Begin EXCERPTED TEXT
Napoleon's general orders for army behavior in Egypt: "'Every soldier who shall enter into the houses of the inhabitants to steal horses or camels shall be punished,' he instructed. He was particularly careful to give no cause for jihad. 'Do not contradict them,' he ordered his men with regard to Muslims. 'Deal with them as we dealt with the Jews and the Italians. Respect their muftis and imams as you respected rabbis and bishops. . .The Roman legions protected all religions. . . The people here treat their wives differently from us, but in all countries the man who commits rape is a monster.'"
"Soldiers! You came to this country to save the inhabitants from barbarism, to bring civilization to the Orient and subtract this beautiful part of the world from the domination of England [sic--England was not running Egypt at the time]. From the top of those pyramids, forty centuries are contemplating you."
The closest Napoleon came to being killed was in Israel, while crossing the Red Sea, as the tide came in: "[T]hey got lost as night fell, and wandered through the low lying marshy sea-shore as the tide rose: 'Soon we were bogged down to the bellies of our mounts, who were struggling and having great difficulty in pulling themselves free. . . It was nine at night and the tide had already risen three feet. We were in a terrible situation, when it was announced that a ford had been found. General Bonaparte was among the first to cross; guides were situated at various points to direct the rest. . . We were happy not to have to have shared the fate of the Pharaoh's soldiers.'"
"Even if Acre had fallen, and the Druze Christians and Jews had all joined him, the logistics and demographics would not have permitted an invasion of either Turkey or India"
"Long accused afterwards of deserting his men, in fact he was marching to the sound of the guns, for it was absurd to have France's best general stuck in a strategic sideshow in the Orient when France itself was under threat of invasion."
End EXCERPTED TEXT
Begin DATA LINES
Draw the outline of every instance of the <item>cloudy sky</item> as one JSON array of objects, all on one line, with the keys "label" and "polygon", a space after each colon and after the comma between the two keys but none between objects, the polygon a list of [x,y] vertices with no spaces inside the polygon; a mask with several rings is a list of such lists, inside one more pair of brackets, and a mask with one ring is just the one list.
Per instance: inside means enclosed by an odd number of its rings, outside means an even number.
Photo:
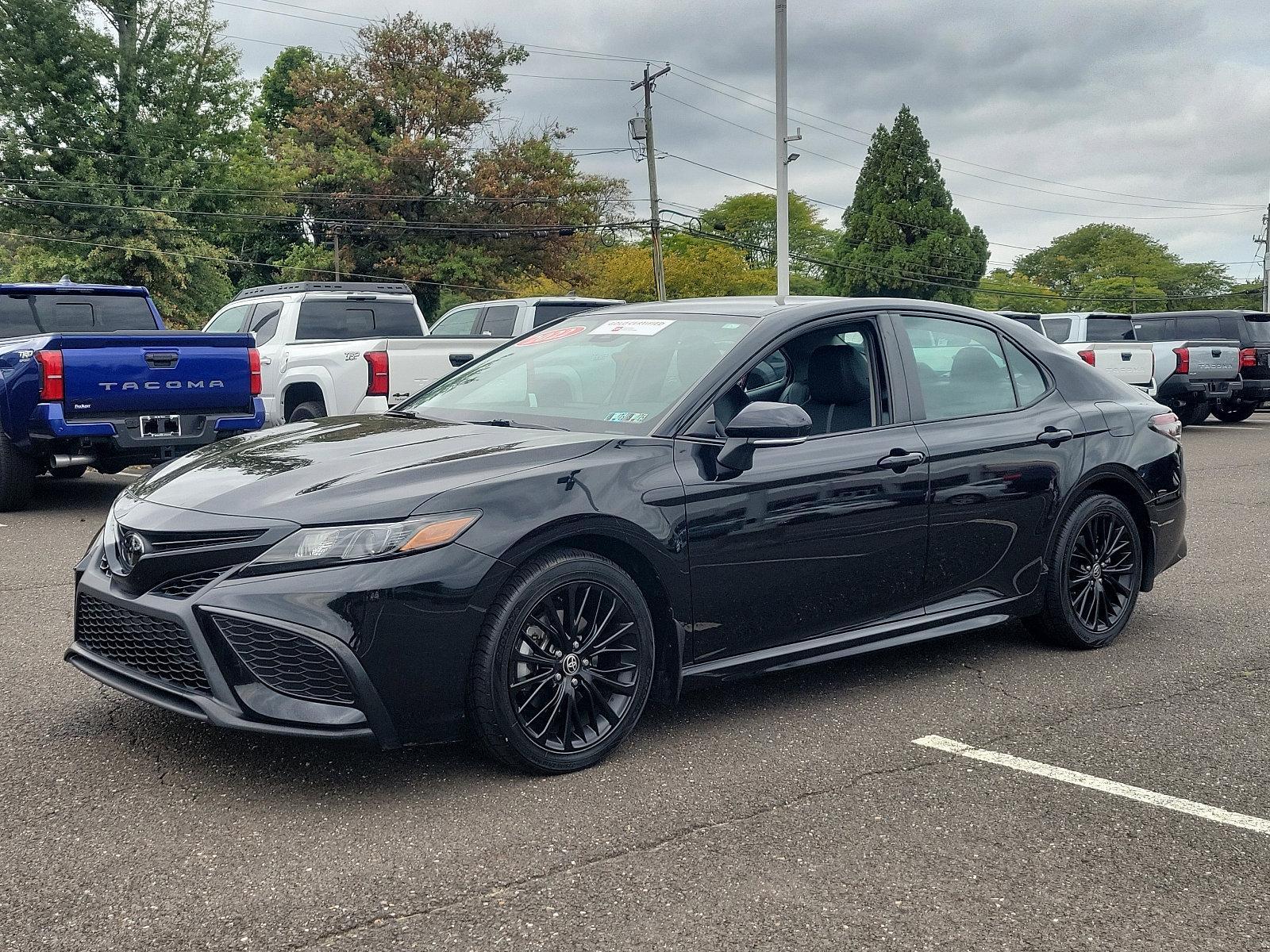
[{"label": "cloudy sky", "polygon": [[[279,44],[347,50],[363,18],[414,9],[494,27],[531,52],[502,114],[574,128],[569,146],[579,151],[627,146],[626,119],[641,107],[627,84],[644,58],[669,61],[654,102],[658,151],[668,154],[658,162],[663,201],[688,211],[758,190],[740,179],[775,179],[770,0],[225,0],[216,9],[253,76]],[[1270,197],[1266,13],[1265,0],[789,0],[799,110],[790,124],[804,136],[791,187],[837,223],[867,133],[908,103],[959,207],[993,242],[989,267],[1082,223],[1115,221],[1253,277],[1252,235]],[[645,166],[630,152],[580,161],[630,179],[646,199]]]}]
End DATA LINES
Can you sum up the Napoleon excerpts in two sentences? You won't need anything from the listing.

Napoleon warned that soldiers who entered homes to steal horses or camels would be punished, told his men to respect Muslim muftis and imams so as to give no cause for jihad, and declared they had come to bring civilization to the Orient. His closest brush with death came when his party got lost on a marshy shore as the tide rose, and though later accused of deserting his men, he was in fact heading toward the fighting because France itself was under threat of invasion.